### Getoonde tekst

De Argentijns-Nederlandse kunstenaar Aimée Zito Lema nam de afgelopen jaren regelmatig archieven als uitgangspunt voor haar werk. Door archieffoto’s opnieuw te fotograferen kon ze geschiedenissen en verhalen opnieuw kan vertellen en verbeelden.
Voor Un cuerpo al que volver blijft ze dichter bij zichzelf. Voor het eerst fotografeerde ze persoonlijke kledingstukken en eigendommen. We zien onder meer het horloge en de jas van haar overleden vader, een T-shirt dat de kunstenaar droeg tijdens haar bevalling, niet in kleur maar in het zwartwit van een röntgenopname. “Röntgenfoto's werkten voor mij omdat je letterlijk door het object heen fotografeert.” Op die manier documenteert Zito Lema de immateriële kant van deze objecten, de belevenissen en herinneringen die ze in zich dragen.

######
### Aangeleverde gegevens

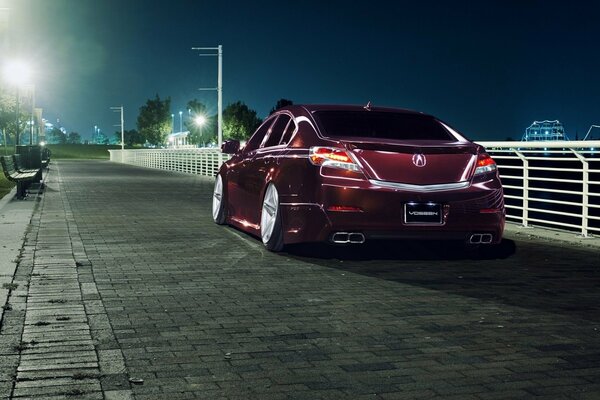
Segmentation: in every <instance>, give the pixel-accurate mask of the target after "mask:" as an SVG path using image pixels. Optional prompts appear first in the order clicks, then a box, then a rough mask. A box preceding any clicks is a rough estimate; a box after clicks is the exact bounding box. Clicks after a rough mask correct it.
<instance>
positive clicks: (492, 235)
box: [469, 233, 494, 244]
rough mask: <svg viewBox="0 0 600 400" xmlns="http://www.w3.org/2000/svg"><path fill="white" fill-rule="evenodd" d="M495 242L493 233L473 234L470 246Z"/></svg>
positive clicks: (476, 233) (470, 237) (469, 237)
mask: <svg viewBox="0 0 600 400" xmlns="http://www.w3.org/2000/svg"><path fill="white" fill-rule="evenodd" d="M493 240H494V236H493V235H492V234H491V233H473V234H472V235H471V236H469V244H491V243H492V241H493Z"/></svg>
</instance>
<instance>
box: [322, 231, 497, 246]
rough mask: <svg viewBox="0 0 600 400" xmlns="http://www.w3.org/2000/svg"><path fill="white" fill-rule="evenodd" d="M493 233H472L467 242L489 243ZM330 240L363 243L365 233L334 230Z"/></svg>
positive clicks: (480, 243) (486, 243) (469, 243)
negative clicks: (338, 231) (345, 231)
mask: <svg viewBox="0 0 600 400" xmlns="http://www.w3.org/2000/svg"><path fill="white" fill-rule="evenodd" d="M493 240H494V235H492V234H491V233H473V234H471V236H469V239H468V242H469V244H491V243H492V241H493ZM331 242H332V243H335V244H363V243H364V242H365V235H363V234H362V233H360V232H335V233H334V234H333V235H331Z"/></svg>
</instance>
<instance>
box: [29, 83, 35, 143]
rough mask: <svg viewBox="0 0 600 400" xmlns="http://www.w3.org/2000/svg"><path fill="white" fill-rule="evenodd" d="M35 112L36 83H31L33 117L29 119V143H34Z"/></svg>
mask: <svg viewBox="0 0 600 400" xmlns="http://www.w3.org/2000/svg"><path fill="white" fill-rule="evenodd" d="M34 113H35V85H34V84H31V119H30V120H29V144H30V145H33V121H34Z"/></svg>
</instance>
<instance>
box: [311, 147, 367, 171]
mask: <svg viewBox="0 0 600 400" xmlns="http://www.w3.org/2000/svg"><path fill="white" fill-rule="evenodd" d="M308 159H309V160H310V162H311V163H313V164H314V165H319V166H325V167H332V168H342V169H348V170H352V171H358V170H359V169H358V165H356V163H355V162H354V160H352V158H351V157H350V155H349V154H348V153H347V152H346V150H344V149H338V148H335V147H311V148H310V151H309V156H308Z"/></svg>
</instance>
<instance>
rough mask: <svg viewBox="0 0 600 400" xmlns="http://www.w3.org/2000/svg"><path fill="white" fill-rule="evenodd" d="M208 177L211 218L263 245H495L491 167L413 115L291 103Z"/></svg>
mask: <svg viewBox="0 0 600 400" xmlns="http://www.w3.org/2000/svg"><path fill="white" fill-rule="evenodd" d="M223 152H224V153H228V154H232V158H231V159H230V160H229V161H227V162H226V163H224V164H223V165H222V167H221V168H220V170H219V173H218V174H217V176H216V180H215V188H214V196H213V218H214V221H215V222H216V223H217V224H230V225H233V226H236V227H237V228H239V229H241V230H244V231H246V232H248V233H250V234H252V235H255V236H258V237H260V238H261V239H262V241H263V243H264V244H265V246H266V247H267V249H269V250H272V251H279V250H281V249H282V248H283V246H284V245H286V244H290V243H301V242H324V241H328V242H331V243H338V244H345V243H364V242H365V241H370V240H376V239H409V238H410V239H459V240H464V242H465V243H467V244H470V245H480V244H496V243H499V242H500V241H501V239H502V233H503V231H504V220H505V210H504V196H503V191H502V185H501V183H500V179H499V177H498V171H497V167H496V163H495V162H494V160H493V159H492V158H491V157H490V156H489V155H488V154H487V153H486V152H485V149H484V148H483V147H482V146H480V145H477V144H475V143H473V142H471V141H469V140H468V139H466V138H465V137H464V136H462V135H461V134H460V133H458V132H457V131H456V130H454V129H453V128H451V127H450V126H448V125H447V124H445V123H443V122H442V121H440V120H438V119H436V118H435V117H432V116H430V115H427V114H423V113H420V112H414V111H408V110H402V109H393V108H379V107H372V106H371V105H370V104H369V105H367V106H365V107H362V106H338V105H294V106H289V107H286V108H283V109H280V110H278V111H277V112H275V113H274V114H273V115H271V116H269V118H267V119H266V120H265V122H264V123H263V124H262V125H261V126H260V127H259V128H258V129H257V131H256V132H255V133H254V134H253V135H252V137H251V138H250V139H249V140H248V142H247V143H246V145H245V146H243V147H240V144H239V142H238V141H227V142H225V143H224V144H223Z"/></svg>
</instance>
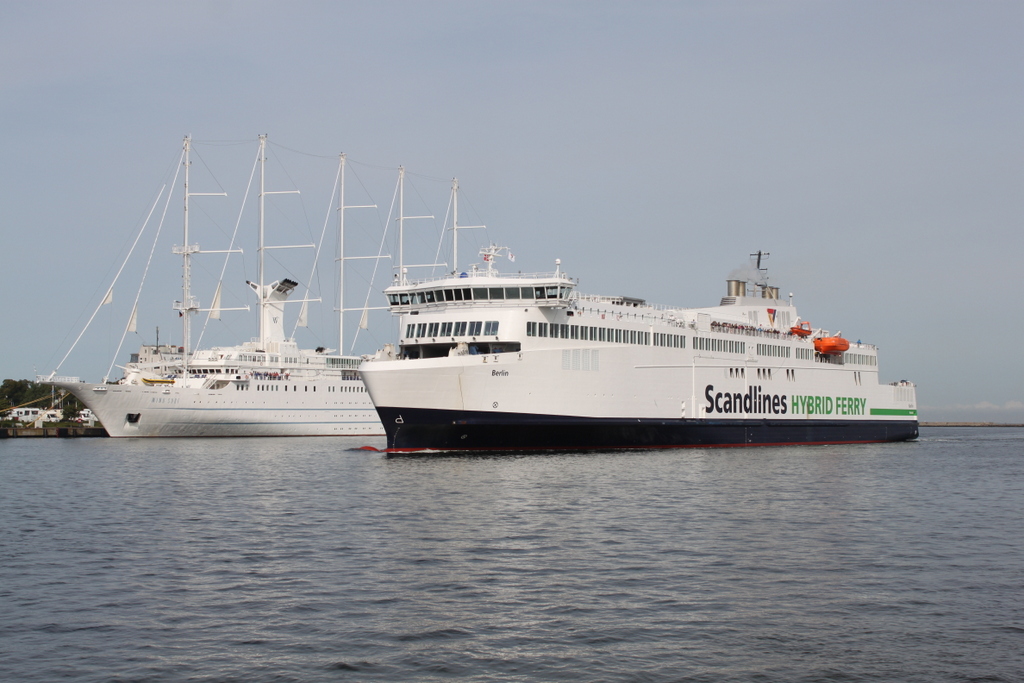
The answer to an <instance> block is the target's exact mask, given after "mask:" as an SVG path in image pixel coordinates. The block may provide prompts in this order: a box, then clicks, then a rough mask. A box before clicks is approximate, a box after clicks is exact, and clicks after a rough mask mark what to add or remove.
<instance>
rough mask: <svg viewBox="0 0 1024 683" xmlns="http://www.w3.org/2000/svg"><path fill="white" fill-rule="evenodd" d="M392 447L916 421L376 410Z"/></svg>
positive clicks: (831, 442) (821, 427) (766, 437)
mask: <svg viewBox="0 0 1024 683" xmlns="http://www.w3.org/2000/svg"><path fill="white" fill-rule="evenodd" d="M377 411H378V413H379V415H380V418H381V422H382V423H383V424H384V429H385V431H386V432H387V443H388V451H390V452H396V453H400V452H416V451H441V452H451V451H477V452H493V451H564V450H574V451H581V450H583V451H594V450H600V451H604V450H628V449H668V447H716V446H720V447H725V446H757V445H814V444H826V443H872V442H882V441H903V440H909V439H913V438H916V437H918V421H916V420H891V419H890V420H855V421H854V420H825V419H796V420H795V419H787V420H773V419H745V420H742V419H728V420H717V419H700V420H692V419H676V420H671V419H638V418H617V419H614V418H586V417H574V416H558V415H531V414H509V413H489V412H488V413H485V412H471V411H437V410H428V409H401V408H378V409H377Z"/></svg>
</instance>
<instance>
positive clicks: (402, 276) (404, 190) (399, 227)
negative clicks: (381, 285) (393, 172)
mask: <svg viewBox="0 0 1024 683" xmlns="http://www.w3.org/2000/svg"><path fill="white" fill-rule="evenodd" d="M398 278H399V279H400V280H399V282H400V283H401V284H402V285H404V284H406V167H404V166H399V167H398Z"/></svg>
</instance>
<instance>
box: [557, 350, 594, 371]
mask: <svg viewBox="0 0 1024 683" xmlns="http://www.w3.org/2000/svg"><path fill="white" fill-rule="evenodd" d="M600 369H601V356H600V351H598V350H597V349H596V348H593V349H592V348H573V349H568V348H566V349H562V370H582V371H592V372H597V371H599V370H600Z"/></svg>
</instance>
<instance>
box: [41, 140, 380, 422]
mask: <svg viewBox="0 0 1024 683" xmlns="http://www.w3.org/2000/svg"><path fill="white" fill-rule="evenodd" d="M265 142H266V136H260V153H259V160H260V191H259V250H258V251H259V268H258V278H257V282H247V284H248V286H249V287H250V289H251V290H252V291H253V293H254V294H255V295H256V299H257V306H258V309H259V335H258V336H257V337H255V338H253V339H252V340H250V341H248V342H244V343H242V344H240V345H237V346H218V347H213V348H206V349H199V350H193V349H191V348H190V347H189V343H190V338H191V334H190V332H189V325H190V318H191V316H193V315H195V314H196V313H198V312H200V311H213V312H214V314H215V315H216V316H219V313H220V310H229V309H221V308H220V304H219V298H220V296H219V293H220V290H219V288H218V290H217V294H216V295H215V299H214V304H213V305H212V306H211V307H210V308H202V307H201V306H200V303H199V301H198V300H197V299H196V298H195V297H194V296H193V295H191V291H190V286H189V272H190V267H191V266H190V259H191V257H193V255H195V254H201V253H206V252H202V251H201V250H200V248H199V246H198V245H195V244H191V243H190V239H189V232H188V200H189V197H191V196H195V195H198V193H191V194H189V190H188V175H187V173H188V164H189V163H188V151H189V144H190V140H189V138H187V137H186V138H185V141H184V150H183V155H182V159H183V168H184V171H185V175H184V208H185V211H184V234H183V237H184V240H183V243H182V244H183V245H184V246H183V247H176V248H175V249H174V252H175V253H176V254H180V255H181V257H182V272H183V276H182V283H183V286H182V287H183V291H182V298H181V300H180V301H176V302H175V303H174V308H175V309H177V310H178V311H179V314H180V316H181V321H182V328H183V330H182V338H183V340H184V342H183V344H182V345H180V346H169V345H166V344H165V345H160V344H159V343H158V344H155V345H143V346H142V347H141V348H140V349H139V352H138V353H137V354H133V358H132V361H131V362H129V364H127V365H126V366H125V367H124V369H125V374H124V377H123V378H122V379H120V380H119V381H117V382H106V381H104V382H101V383H97V384H89V383H84V382H81V381H79V380H78V379H77V378H70V377H57V376H56V375H55V374H53V375H50V376H46V377H41V378H40V379H41V380H43V381H47V382H49V383H51V384H54V385H56V386H59V387H61V388H63V389H67V390H69V391H71V392H72V393H74V394H75V395H76V396H77V397H78V398H79V399H80V400H81V401H82V402H83V403H85V404H86V405H87V407H88V408H89V409H90V410H91V411H92V412H93V413H94V414H95V416H96V417H97V418H98V419H99V421H100V422H101V423H102V425H103V427H104V428H105V429H106V431H108V433H109V434H110V435H111V436H321V435H368V434H382V433H383V427H382V426H381V423H380V420H379V419H378V417H377V414H376V411H375V410H374V408H373V404H372V402H371V401H370V397H369V394H368V393H367V390H366V387H365V386H364V385H362V382H361V381H360V379H359V377H358V374H357V372H356V369H357V367H358V365H359V362H360V358H359V357H358V356H345V355H340V354H338V353H336V352H335V351H334V349H329V348H325V347H318V348H315V349H303V348H300V347H299V345H298V343H297V342H296V341H295V340H294V339H292V338H289V337H288V336H287V335H286V333H285V327H284V321H285V305H286V303H290V302H289V298H290V297H291V296H292V294H293V293H294V292H295V290H296V288H297V286H298V283H296V282H295V281H293V280H289V279H281V280H278V281H273V282H270V283H265V282H264V252H265V250H266V249H272V248H281V247H270V246H266V245H264V227H263V225H264V224H263V199H264V196H265V195H269V194H275V193H269V191H266V190H264V188H263V170H262V169H263V161H264V160H265V154H264V145H265ZM343 169H344V155H342V157H341V173H342V175H341V178H342V188H343V187H344V185H343V178H344V175H343ZM339 197H340V198H341V199H340V201H339V207H338V210H339V215H340V216H341V218H340V220H341V221H342V226H343V215H344V208H345V206H344V199H343V198H344V190H343V189H342V191H341V194H340V195H339ZM343 239H344V238H343V227H342V234H341V236H340V244H341V245H343ZM220 253H222V252H220ZM340 260H343V258H342V259H340ZM341 300H342V298H341V297H340V296H339V301H341ZM305 301H307V300H305ZM305 301H304V302H303V305H305ZM341 312H343V311H341ZM134 315H135V314H134V312H133V313H132V319H131V321H130V322H129V329H131V330H134V325H135V322H134ZM299 315H300V316H302V315H303V313H301V312H300V313H299ZM343 339H344V330H343V329H342V328H339V344H340V340H343ZM66 357H67V356H66Z"/></svg>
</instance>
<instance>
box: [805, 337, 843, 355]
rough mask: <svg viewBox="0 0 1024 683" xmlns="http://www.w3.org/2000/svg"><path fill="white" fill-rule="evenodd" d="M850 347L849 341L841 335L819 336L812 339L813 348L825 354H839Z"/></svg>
mask: <svg viewBox="0 0 1024 683" xmlns="http://www.w3.org/2000/svg"><path fill="white" fill-rule="evenodd" d="M848 348H850V342H849V341H847V340H846V339H843V338H842V337H821V338H819V339H815V340H814V350H815V351H817V352H818V353H824V354H826V355H839V354H840V353H842V352H843V351H845V350H847V349H848Z"/></svg>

######

* [Opdrachten]:
(1) Typ uit de getoonde tekst het stuk van "De Argentijns-Nederlandse kunstenaar" tot en met "in zich dragen." ongewijzigd over.
(2) Filter de rijen en neem elke rij over waarin de tekenreeks "pixel" voorkomt, waarbij hoofdletters en kleine letters verschil maken.

* [Antwoorden per opdracht]:
(1)
De Argentijns-Nederlandse kunstenaar Aimée Zito Lema nam de afgelopen jaren regelmatig archieven als uitgangspunt voor haar werk. Door archieffoto’s opnieuw te fotograferen kon ze geschiedenissen en verhalen opnieuw kan vertellen en verbeelden.
Voor Un cuerpo al que volver blijft ze dichter bij zichzelf. Voor het eerst fotografeerde ze persoonlijke kledingstukken en eigendommen. We zien onder meer het horloge en de jas van haar overleden vader, een T-shirt dat de kunstenaar droeg tijdens haar bevalling, niet in kleur maar in het zwartwit van een röntgenopname. “Röntgenfoto's werkten voor mij omdat je letterlijk door het object heen fotografeert.” Op die manier documenteert Zito Lema de immateriële kant van deze objecten, de belevenissen en herinneringen die ze in zich dragen.

(2)
Segmentation: in every <instance>, give the pixel-accurate mask of the target after "mask:" as an SVG path using image pixels. Optional prompts appear first in the order clicks, then a box, then a rough mask. A box preceding any clicks is a rough estimate; a box after clicks is the exact bounding box. Clicks after a rough mask correct it.
The answer to an <instance> block is the target's exact mask, given after "mask:" as an SVG path in image pixel coordinates. The block may provide prompts in this order: a box, then clicks, then a rough mask. A box before clicks is approximate, a box after clicks is exact, and clicks after a rough mask mark what to add or remove.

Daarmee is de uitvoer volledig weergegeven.